Copia de nuevo, sin ningún cambio, todas las líneas de los ítems que siguen.

• Datos proporcionados:
^^^^^^^^

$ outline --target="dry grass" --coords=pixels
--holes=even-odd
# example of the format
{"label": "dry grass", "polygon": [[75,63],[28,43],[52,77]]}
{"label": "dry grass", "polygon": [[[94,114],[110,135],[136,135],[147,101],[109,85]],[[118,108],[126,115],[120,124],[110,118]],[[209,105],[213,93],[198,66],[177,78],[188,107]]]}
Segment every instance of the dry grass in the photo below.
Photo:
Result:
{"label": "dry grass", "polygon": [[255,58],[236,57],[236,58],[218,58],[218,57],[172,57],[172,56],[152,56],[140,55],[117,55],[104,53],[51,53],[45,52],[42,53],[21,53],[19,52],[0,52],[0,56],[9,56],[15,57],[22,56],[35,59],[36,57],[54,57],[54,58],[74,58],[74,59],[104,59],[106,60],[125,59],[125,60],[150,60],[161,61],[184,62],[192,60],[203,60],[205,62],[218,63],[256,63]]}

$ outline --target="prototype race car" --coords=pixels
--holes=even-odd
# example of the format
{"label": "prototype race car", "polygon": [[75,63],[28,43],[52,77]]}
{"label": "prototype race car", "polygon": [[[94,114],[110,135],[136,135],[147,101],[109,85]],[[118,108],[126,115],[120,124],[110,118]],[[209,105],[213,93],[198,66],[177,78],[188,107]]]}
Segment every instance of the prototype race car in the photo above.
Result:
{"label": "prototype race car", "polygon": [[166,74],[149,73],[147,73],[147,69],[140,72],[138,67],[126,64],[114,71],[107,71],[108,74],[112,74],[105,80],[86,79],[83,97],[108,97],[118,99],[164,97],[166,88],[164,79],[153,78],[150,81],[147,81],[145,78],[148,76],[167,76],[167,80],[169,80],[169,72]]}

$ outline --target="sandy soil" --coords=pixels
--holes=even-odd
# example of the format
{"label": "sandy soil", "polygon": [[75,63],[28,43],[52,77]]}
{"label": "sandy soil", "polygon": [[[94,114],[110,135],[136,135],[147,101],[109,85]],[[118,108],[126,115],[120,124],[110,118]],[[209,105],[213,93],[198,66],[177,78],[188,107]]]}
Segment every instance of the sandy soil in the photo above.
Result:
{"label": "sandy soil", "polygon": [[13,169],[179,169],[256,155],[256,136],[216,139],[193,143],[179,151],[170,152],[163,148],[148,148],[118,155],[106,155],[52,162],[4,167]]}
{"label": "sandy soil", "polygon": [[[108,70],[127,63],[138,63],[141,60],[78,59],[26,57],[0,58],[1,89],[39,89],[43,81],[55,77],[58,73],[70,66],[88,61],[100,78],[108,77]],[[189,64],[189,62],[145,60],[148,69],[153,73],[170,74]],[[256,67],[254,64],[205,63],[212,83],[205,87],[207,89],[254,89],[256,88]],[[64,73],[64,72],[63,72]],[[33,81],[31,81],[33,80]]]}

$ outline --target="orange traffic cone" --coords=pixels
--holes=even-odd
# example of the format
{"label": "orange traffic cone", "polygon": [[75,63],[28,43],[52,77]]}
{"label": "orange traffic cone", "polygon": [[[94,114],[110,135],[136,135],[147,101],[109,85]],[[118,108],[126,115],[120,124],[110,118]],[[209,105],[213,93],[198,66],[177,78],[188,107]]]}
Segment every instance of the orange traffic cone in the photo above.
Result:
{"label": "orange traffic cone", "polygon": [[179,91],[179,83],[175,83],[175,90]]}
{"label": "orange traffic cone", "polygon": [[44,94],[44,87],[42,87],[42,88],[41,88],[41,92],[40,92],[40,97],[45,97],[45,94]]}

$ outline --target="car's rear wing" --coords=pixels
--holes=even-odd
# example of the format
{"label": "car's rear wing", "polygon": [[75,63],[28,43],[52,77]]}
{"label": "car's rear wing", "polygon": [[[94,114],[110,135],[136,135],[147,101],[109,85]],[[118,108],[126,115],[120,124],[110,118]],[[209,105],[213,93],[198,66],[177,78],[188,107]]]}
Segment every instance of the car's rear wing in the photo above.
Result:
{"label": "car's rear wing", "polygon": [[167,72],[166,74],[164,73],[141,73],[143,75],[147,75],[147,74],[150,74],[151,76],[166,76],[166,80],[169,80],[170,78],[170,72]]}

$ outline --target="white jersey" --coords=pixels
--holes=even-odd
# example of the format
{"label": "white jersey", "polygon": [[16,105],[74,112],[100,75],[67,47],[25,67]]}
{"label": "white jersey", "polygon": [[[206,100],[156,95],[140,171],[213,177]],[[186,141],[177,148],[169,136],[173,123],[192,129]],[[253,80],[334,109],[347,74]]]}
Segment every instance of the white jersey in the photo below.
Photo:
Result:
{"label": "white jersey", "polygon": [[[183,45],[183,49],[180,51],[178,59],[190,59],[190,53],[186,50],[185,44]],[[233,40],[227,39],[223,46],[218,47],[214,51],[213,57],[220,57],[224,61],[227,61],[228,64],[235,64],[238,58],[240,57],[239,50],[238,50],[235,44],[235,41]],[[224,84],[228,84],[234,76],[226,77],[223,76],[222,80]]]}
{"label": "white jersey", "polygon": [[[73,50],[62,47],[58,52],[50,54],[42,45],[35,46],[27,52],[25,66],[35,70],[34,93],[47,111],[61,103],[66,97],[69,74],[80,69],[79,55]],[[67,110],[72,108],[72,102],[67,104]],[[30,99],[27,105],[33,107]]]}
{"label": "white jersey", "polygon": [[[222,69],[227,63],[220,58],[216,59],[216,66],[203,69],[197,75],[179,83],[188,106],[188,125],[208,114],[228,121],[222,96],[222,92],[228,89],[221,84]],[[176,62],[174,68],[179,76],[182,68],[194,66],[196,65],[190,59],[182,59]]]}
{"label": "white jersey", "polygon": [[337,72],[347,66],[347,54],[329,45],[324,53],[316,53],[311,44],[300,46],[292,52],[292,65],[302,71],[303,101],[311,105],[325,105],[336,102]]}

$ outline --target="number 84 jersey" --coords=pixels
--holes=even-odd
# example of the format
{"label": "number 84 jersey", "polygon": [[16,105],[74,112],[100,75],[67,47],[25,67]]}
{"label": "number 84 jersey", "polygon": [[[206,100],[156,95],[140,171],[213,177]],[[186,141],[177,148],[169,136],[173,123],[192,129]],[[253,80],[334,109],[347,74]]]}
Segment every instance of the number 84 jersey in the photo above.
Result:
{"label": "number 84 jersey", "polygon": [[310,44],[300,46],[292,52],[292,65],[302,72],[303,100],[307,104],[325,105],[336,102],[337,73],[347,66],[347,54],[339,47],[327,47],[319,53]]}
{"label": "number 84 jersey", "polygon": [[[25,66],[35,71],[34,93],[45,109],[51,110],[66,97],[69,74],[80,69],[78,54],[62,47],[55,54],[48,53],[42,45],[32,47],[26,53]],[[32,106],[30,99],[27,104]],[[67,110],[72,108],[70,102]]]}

^^^^^^^^

• Respuesta escrita:
$ outline --target="dry grass" --coords=pixels
--holes=even-odd
# example of the format
{"label": "dry grass", "polygon": [[75,63],[28,43],[52,77]]}
{"label": "dry grass", "polygon": [[[94,114],[110,135],[136,135],[147,101],[109,85]],[[118,108],[126,115],[120,124],[110,118]],[[209,105],[213,93],[198,66],[177,78],[188,107]]]}
Segment every instance of the dry grass in the photo below.
Photo:
Result:
{"label": "dry grass", "polygon": [[255,58],[236,57],[236,58],[218,58],[218,57],[172,57],[172,56],[152,56],[140,55],[117,55],[104,53],[51,53],[45,52],[42,53],[21,53],[19,52],[0,52],[0,56],[9,56],[15,57],[22,56],[35,59],[36,57],[54,57],[54,58],[74,58],[74,59],[104,59],[106,60],[125,59],[125,60],[150,60],[161,61],[184,62],[192,60],[203,60],[205,62],[218,63],[256,63]]}

$ outline --target="prototype race car" --coords=pixels
--holes=even-odd
# example of the format
{"label": "prototype race car", "polygon": [[75,63],[28,43],[52,77]]}
{"label": "prototype race car", "polygon": [[[94,114],[110,135],[136,135],[147,101],[109,85]],[[118,108],[126,115],[120,124],[110,118]],[[209,105],[213,93],[198,66],[177,78],[188,107]]]}
Segment every instance of the prototype race car in the photo above.
Result:
{"label": "prototype race car", "polygon": [[166,74],[149,73],[147,73],[147,69],[140,72],[138,67],[126,64],[114,71],[107,71],[108,74],[112,74],[105,80],[86,79],[83,97],[108,97],[118,99],[164,97],[166,88],[164,79],[153,78],[150,81],[147,81],[145,78],[148,76],[167,76],[167,80],[169,80],[169,72]]}

$ outline --target="sandy soil" --coords=pixels
--holes=even-odd
# example of the format
{"label": "sandy soil", "polygon": [[75,63],[28,43],[52,77]]}
{"label": "sandy soil", "polygon": [[[94,114],[110,135],[136,135],[147,101],[109,85]],[[118,108],[126,115],[120,124],[110,118]],[[209,105],[213,93],[198,66],[177,78],[188,107]]]}
Segment every instance of the sandy soil in the photo above.
Result:
{"label": "sandy soil", "polygon": [[13,169],[179,169],[256,155],[256,136],[216,139],[193,143],[179,151],[170,152],[163,148],[148,148],[118,155],[106,155],[52,162],[4,167]]}
{"label": "sandy soil", "polygon": [[[108,70],[127,63],[138,63],[141,60],[78,59],[26,57],[0,58],[1,89],[39,89],[43,81],[55,77],[58,73],[70,66],[88,61],[100,78],[108,77]],[[189,64],[189,62],[145,60],[148,69],[153,73],[170,74]],[[256,67],[254,64],[205,63],[212,83],[205,87],[207,89],[254,89],[256,88]],[[64,73],[64,72],[63,72]],[[33,81],[31,81],[33,80]]]}

$ outline --target="orange traffic cone" --coords=pixels
--holes=even-odd
# example of the format
{"label": "orange traffic cone", "polygon": [[75,63],[28,43],[52,77]]}
{"label": "orange traffic cone", "polygon": [[[94,114],[110,135],[136,135],[147,101],[109,85]],[[118,108],[126,115],[120,124],[110,118]],[[209,105],[213,93],[198,66],[177,78],[188,107]]]}
Segment every instance of the orange traffic cone in the photo above.
Result:
{"label": "orange traffic cone", "polygon": [[179,91],[179,83],[175,83],[175,90]]}
{"label": "orange traffic cone", "polygon": [[44,94],[44,87],[42,87],[42,88],[41,88],[41,92],[40,92],[40,97],[45,97],[45,94]]}

$ outline --target="car's rear wing" --coords=pixels
--holes=even-odd
# example of the format
{"label": "car's rear wing", "polygon": [[75,63],[28,43],[52,77]]}
{"label": "car's rear wing", "polygon": [[[94,114],[110,135],[136,135],[147,101],[109,85]],[[118,108],[126,115],[120,124],[110,118]],[[209,105],[213,93],[198,66],[177,78],[188,107]]]}
Segment every instance of the car's rear wing in the photo above.
Result:
{"label": "car's rear wing", "polygon": [[167,72],[166,74],[164,73],[141,73],[143,75],[147,75],[147,74],[150,74],[151,76],[166,76],[166,80],[169,80],[170,78],[170,72]]}

$ outline --target="white jersey" --coords=pixels
--holes=even-odd
# example of the format
{"label": "white jersey", "polygon": [[16,105],[74,112],[100,75],[67,47],[25,67]]}
{"label": "white jersey", "polygon": [[[206,100],[156,95],[140,171],[213,177]],[[186,141],[177,148],[169,136],[173,123],[192,129]],[[253,80],[334,109],[347,74]]]}
Segment every instance of the white jersey in the photo below.
Photo:
Result:
{"label": "white jersey", "polygon": [[[183,45],[183,49],[180,51],[178,59],[190,59],[190,53],[186,50],[185,44]],[[233,40],[227,39],[223,46],[218,47],[214,51],[213,57],[220,57],[224,61],[227,61],[228,64],[235,64],[238,58],[240,57],[239,50],[238,50],[235,44],[235,41]],[[224,84],[228,84],[234,76],[226,77],[223,76],[222,80]]]}
{"label": "white jersey", "polygon": [[[73,50],[62,47],[58,52],[50,54],[42,45],[35,46],[27,52],[25,66],[35,70],[34,93],[47,111],[61,103],[66,97],[69,74],[80,69],[79,55]],[[67,110],[72,108],[72,102],[67,104]],[[30,99],[27,105],[33,107]]]}
{"label": "white jersey", "polygon": [[[222,69],[227,63],[220,58],[216,59],[216,66],[203,69],[197,75],[179,83],[188,106],[188,125],[208,114],[228,121],[222,96],[222,92],[228,89],[221,84]],[[176,62],[174,68],[179,76],[182,68],[194,66],[196,65],[190,59],[182,59]]]}
{"label": "white jersey", "polygon": [[337,72],[347,66],[347,54],[329,45],[324,53],[316,53],[311,44],[300,46],[292,52],[292,65],[302,71],[303,101],[311,105],[325,105],[336,102]]}

$ outline --target="number 84 jersey" --coords=pixels
--holes=even-odd
# example of the format
{"label": "number 84 jersey", "polygon": [[16,105],[74,112],[100,75],[67,47],[25,67]]}
{"label": "number 84 jersey", "polygon": [[[206,100],[156,95],[140,171],[213,177]],[[186,141],[177,148],[169,136],[173,123],[192,129]],[[253,80],[334,109],[347,74]]]}
Segment every instance of the number 84 jersey in the photo above.
Result:
{"label": "number 84 jersey", "polygon": [[310,44],[300,46],[292,52],[292,65],[302,72],[303,100],[307,104],[325,105],[336,102],[337,73],[347,66],[347,54],[339,47],[327,47],[319,53]]}
{"label": "number 84 jersey", "polygon": [[[25,66],[35,71],[34,93],[45,109],[51,110],[66,97],[69,74],[80,69],[78,54],[62,47],[55,54],[48,53],[42,45],[32,47],[26,53]],[[32,106],[30,99],[27,104]],[[67,110],[72,108],[70,102]]]}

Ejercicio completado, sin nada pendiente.